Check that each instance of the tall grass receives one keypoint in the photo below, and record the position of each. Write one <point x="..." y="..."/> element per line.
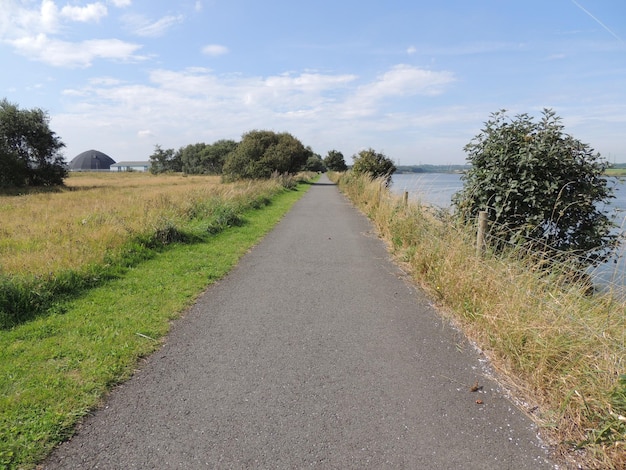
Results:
<point x="561" y="350"/>
<point x="57" y="244"/>
<point x="56" y="367"/>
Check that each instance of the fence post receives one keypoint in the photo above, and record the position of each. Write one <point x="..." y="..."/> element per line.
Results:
<point x="482" y="230"/>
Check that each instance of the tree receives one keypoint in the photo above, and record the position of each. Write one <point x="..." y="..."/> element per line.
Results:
<point x="543" y="189"/>
<point x="314" y="162"/>
<point x="163" y="161"/>
<point x="206" y="159"/>
<point x="334" y="161"/>
<point x="375" y="164"/>
<point x="262" y="153"/>
<point x="29" y="150"/>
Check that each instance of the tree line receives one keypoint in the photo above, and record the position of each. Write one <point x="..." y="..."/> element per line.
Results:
<point x="259" y="154"/>
<point x="30" y="154"/>
<point x="544" y="189"/>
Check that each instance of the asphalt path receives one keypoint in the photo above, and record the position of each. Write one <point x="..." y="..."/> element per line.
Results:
<point x="314" y="351"/>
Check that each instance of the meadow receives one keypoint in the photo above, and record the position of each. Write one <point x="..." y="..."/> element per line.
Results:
<point x="92" y="276"/>
<point x="558" y="349"/>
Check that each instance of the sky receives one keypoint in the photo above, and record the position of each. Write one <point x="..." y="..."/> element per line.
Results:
<point x="415" y="80"/>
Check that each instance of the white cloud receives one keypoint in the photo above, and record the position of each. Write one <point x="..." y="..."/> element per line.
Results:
<point x="214" y="50"/>
<point x="401" y="81"/>
<point x="32" y="32"/>
<point x="142" y="26"/>
<point x="145" y="134"/>
<point x="121" y="3"/>
<point x="175" y="108"/>
<point x="68" y="54"/>
<point x="90" y="12"/>
<point x="49" y="15"/>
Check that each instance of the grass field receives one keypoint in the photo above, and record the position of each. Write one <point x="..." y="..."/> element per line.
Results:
<point x="561" y="350"/>
<point x="56" y="366"/>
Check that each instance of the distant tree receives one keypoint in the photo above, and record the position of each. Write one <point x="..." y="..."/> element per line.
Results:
<point x="206" y="159"/>
<point x="163" y="161"/>
<point x="334" y="161"/>
<point x="377" y="165"/>
<point x="314" y="162"/>
<point x="29" y="150"/>
<point x="544" y="190"/>
<point x="262" y="153"/>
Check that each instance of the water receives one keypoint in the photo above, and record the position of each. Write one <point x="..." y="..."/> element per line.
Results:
<point x="437" y="189"/>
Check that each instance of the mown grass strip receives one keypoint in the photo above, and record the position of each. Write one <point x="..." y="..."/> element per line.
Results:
<point x="56" y="368"/>
<point x="562" y="350"/>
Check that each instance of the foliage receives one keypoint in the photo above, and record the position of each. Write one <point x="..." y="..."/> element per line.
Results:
<point x="55" y="368"/>
<point x="560" y="348"/>
<point x="375" y="164"/>
<point x="314" y="163"/>
<point x="163" y="161"/>
<point x="29" y="150"/>
<point x="207" y="159"/>
<point x="334" y="161"/>
<point x="262" y="153"/>
<point x="542" y="188"/>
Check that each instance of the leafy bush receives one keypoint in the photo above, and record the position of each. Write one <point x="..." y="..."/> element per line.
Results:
<point x="29" y="150"/>
<point x="375" y="164"/>
<point x="543" y="189"/>
<point x="334" y="161"/>
<point x="262" y="153"/>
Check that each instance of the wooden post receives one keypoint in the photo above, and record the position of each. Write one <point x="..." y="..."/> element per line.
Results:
<point x="482" y="231"/>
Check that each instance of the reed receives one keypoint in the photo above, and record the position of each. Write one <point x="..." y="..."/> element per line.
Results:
<point x="561" y="351"/>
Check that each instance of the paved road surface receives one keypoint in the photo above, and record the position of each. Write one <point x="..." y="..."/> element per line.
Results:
<point x="313" y="352"/>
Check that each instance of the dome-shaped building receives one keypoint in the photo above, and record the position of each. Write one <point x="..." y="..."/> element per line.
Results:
<point x="91" y="160"/>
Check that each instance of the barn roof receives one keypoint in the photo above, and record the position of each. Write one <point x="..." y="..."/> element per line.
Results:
<point x="91" y="160"/>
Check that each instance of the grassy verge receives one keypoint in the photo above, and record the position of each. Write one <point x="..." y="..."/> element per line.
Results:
<point x="56" y="367"/>
<point x="562" y="351"/>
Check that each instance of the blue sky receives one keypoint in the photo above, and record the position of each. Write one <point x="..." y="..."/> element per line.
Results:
<point x="413" y="79"/>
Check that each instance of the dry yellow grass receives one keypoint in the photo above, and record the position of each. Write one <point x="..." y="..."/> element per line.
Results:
<point x="559" y="349"/>
<point x="48" y="232"/>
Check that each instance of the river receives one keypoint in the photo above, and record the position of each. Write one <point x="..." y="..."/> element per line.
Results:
<point x="437" y="189"/>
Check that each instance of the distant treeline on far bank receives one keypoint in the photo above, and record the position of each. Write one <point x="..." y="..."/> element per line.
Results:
<point x="615" y="169"/>
<point x="431" y="168"/>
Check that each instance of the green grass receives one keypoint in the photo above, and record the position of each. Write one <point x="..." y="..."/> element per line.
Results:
<point x="560" y="350"/>
<point x="56" y="368"/>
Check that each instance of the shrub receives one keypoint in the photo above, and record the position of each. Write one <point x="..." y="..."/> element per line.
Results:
<point x="543" y="189"/>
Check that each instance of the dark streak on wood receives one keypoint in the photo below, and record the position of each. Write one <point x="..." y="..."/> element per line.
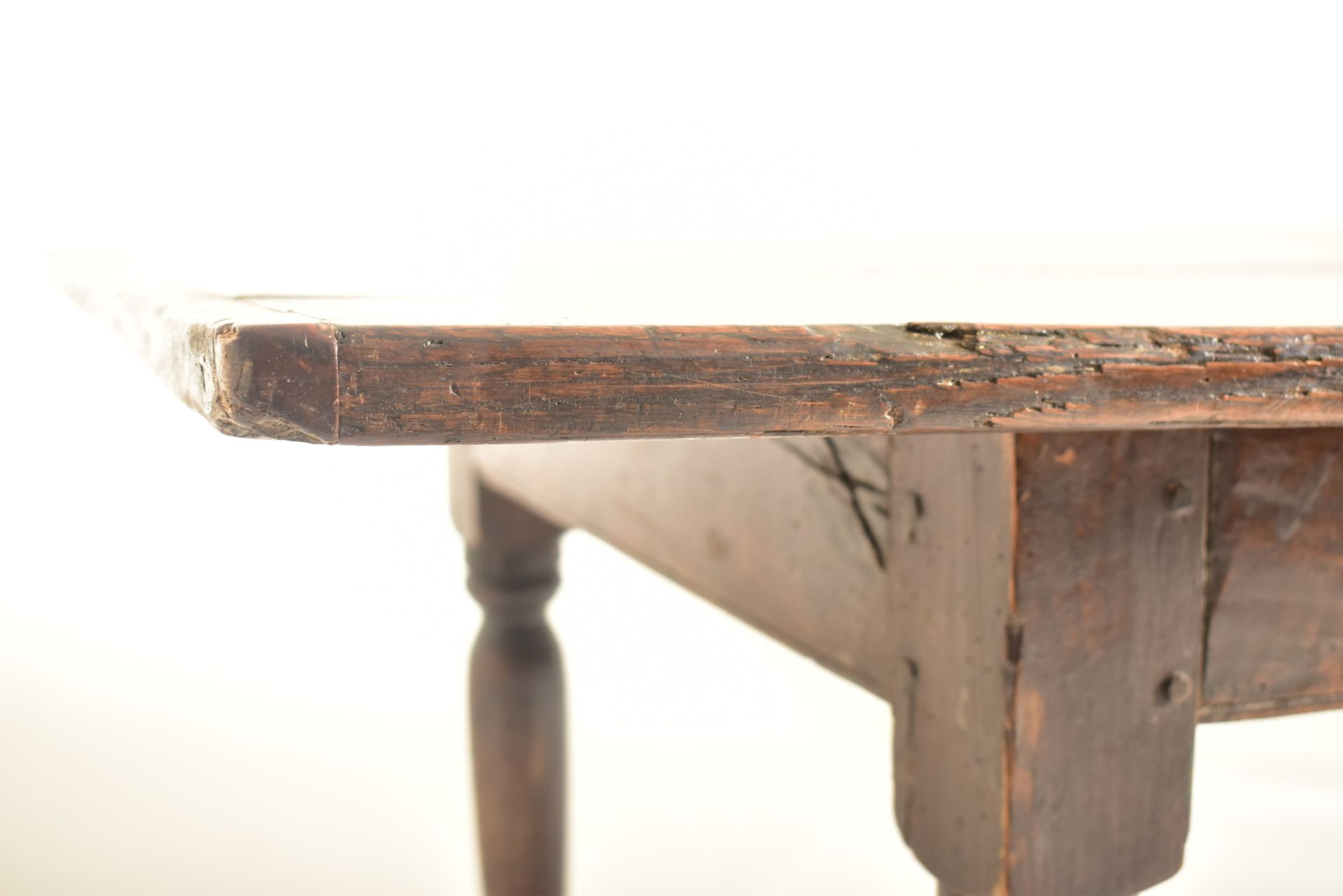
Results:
- - - - - - -
● Requirements
Copy the records exactly. Skip the pictures.

● Finished task
Check that each instance of the tall grass receives one keypoint in the photo below, and record the position of each. Write one <point x="..." y="..."/> element per line.
Results:
<point x="561" y="350"/>
<point x="57" y="244"/>
<point x="56" y="367"/>
Check that each instance of the fence post receives one keypoint in the photo above, and record the position of each. Write one <point x="..." y="..."/> element per line.
Results:
<point x="482" y="230"/>
Check that each instance of the tree receives one keypoint in the photo above, and record the position of each. Write one <point x="..." y="..."/> element per line.
Results:
<point x="543" y="189"/>
<point x="314" y="162"/>
<point x="163" y="161"/>
<point x="206" y="159"/>
<point x="334" y="161"/>
<point x="375" y="164"/>
<point x="262" y="153"/>
<point x="29" y="150"/>
Check that each instance of the tree line receives one keypoint in the photo above, and record the position of each. Write one <point x="..." y="..."/> element per line.
Results:
<point x="259" y="154"/>
<point x="30" y="154"/>
<point x="544" y="189"/>
Check that each instance of the asphalt path receives one keypoint in the photo above, and record the position of each. Write one <point x="..." y="..."/> element per line.
Results:
<point x="314" y="351"/>
Check that each instance of the meadow receives one keypoint in the photo above, and record the position of each. Write one <point x="..." y="..."/> element per line.
Results:
<point x="92" y="276"/>
<point x="558" y="349"/>
Check that each instance of the sky receives one keypoint in the photo above, and record the position of each. Write one <point x="..." y="..."/> element per line.
Results:
<point x="415" y="80"/>
Check that each instance of the white cloud receives one keypoint in the photo above, and record the position of each. Write one <point x="..." y="..."/> element per line.
Results:
<point x="214" y="50"/>
<point x="401" y="81"/>
<point x="32" y="32"/>
<point x="142" y="26"/>
<point x="145" y="134"/>
<point x="121" y="3"/>
<point x="175" y="108"/>
<point x="68" y="54"/>
<point x="90" y="12"/>
<point x="49" y="15"/>
Check that each instance of the grass field receives one keypoint in the photo above, and record the position of each. Write one <point x="..." y="..."/> element per line.
Results:
<point x="561" y="350"/>
<point x="56" y="366"/>
Check that each instance of the distant tree receives one keypoint in the photo above, and record the position of each. Write one <point x="..." y="..."/> element per line.
Results:
<point x="206" y="159"/>
<point x="163" y="161"/>
<point x="334" y="161"/>
<point x="377" y="165"/>
<point x="314" y="162"/>
<point x="29" y="150"/>
<point x="544" y="190"/>
<point x="262" y="153"/>
Check that each instance of the water receives one keypoint in the photo above, and record the position of each. Write one <point x="..." y="..."/> element per line.
Results:
<point x="437" y="189"/>
Check that each instance of the mown grass strip receives one keypoint in the photo above, and record the position of each. Write one <point x="..." y="..."/> element per line.
Results:
<point x="56" y="368"/>
<point x="562" y="350"/>
Check that each instance of the foliage receives one keypoint in the photo above, and record the position of each. Write one <point x="..." y="..."/> element per line.
Results:
<point x="55" y="368"/>
<point x="560" y="348"/>
<point x="375" y="164"/>
<point x="314" y="163"/>
<point x="163" y="161"/>
<point x="29" y="150"/>
<point x="207" y="159"/>
<point x="334" y="161"/>
<point x="262" y="153"/>
<point x="542" y="188"/>
Check that each instance of the leafy bush receives one keypoint in the photo above, and record the position of each. Write one <point x="..." y="..."/> element per line.
Results:
<point x="29" y="150"/>
<point x="375" y="164"/>
<point x="543" y="189"/>
<point x="334" y="161"/>
<point x="262" y="153"/>
Check that each instance of the wooden post receives one keypoint in the photo above, and record the position of each. Write one <point x="..." y="..."/> element per line.
Results:
<point x="482" y="231"/>
Check that each instance of the reed receives one keypoint in the photo above, and record the position of each. Write one <point x="..." y="..."/> element per line.
Results:
<point x="561" y="351"/>
Check that each instance of the paved road surface receives one keypoint in the photo above, and record the position of each. Write one <point x="..." y="..."/> element per line.
Results:
<point x="313" y="352"/>
Check that each instance of the dome-shaped building receives one keypoint in the photo above, and record the position of each. Write one <point x="..." y="..."/> element per line.
Results:
<point x="91" y="160"/>
Check that each instance of the barn roof receives one keypoint in the photo above, and record the position of each. Write one <point x="..." y="..."/> element per line.
Results:
<point x="91" y="160"/>
Check that each instance of the grassy verge receives one keypoint in the photo above, and record the position of each. Write one <point x="..." y="..."/> element per line.
Results:
<point x="56" y="367"/>
<point x="562" y="351"/>
Check that each instance of the blue sky receives one keypoint in the photo above, and record the position of each. Write one <point x="..." y="..."/> element per line.
Results:
<point x="413" y="79"/>
Check that each instance of the dry yellow grass receives one keypoint in the photo above, and record the position of each. Write one <point x="..." y="..."/> element per line.
Results:
<point x="559" y="349"/>
<point x="48" y="232"/>
Check that each instance of the river receives one keypoint in the photo above, and record the position of each. Write one <point x="..." y="..."/> element per line.
Results:
<point x="437" y="189"/>
Check that each instance of the distant treeline on far bank receives one keypoint in the photo above, and record the position of each. Write one <point x="..." y="..."/> element per line.
Results:
<point x="615" y="169"/>
<point x="431" y="168"/>
Check that each instance of the green grass receives one keypoint in the photo above, and record the position of each. Write one <point x="..." y="..."/> element per line.
Results:
<point x="560" y="350"/>
<point x="56" y="368"/>
Check that each instance of the shrub receives one keypoint in the photo above, and record the position of each. Write one <point x="..." y="..."/> element per line.
Results:
<point x="543" y="189"/>
Check that each instance of the dark streak on wood receives one keypoint in the photo below, and record the position of each. Write one <point x="..." y="..."/> element per line.
Results:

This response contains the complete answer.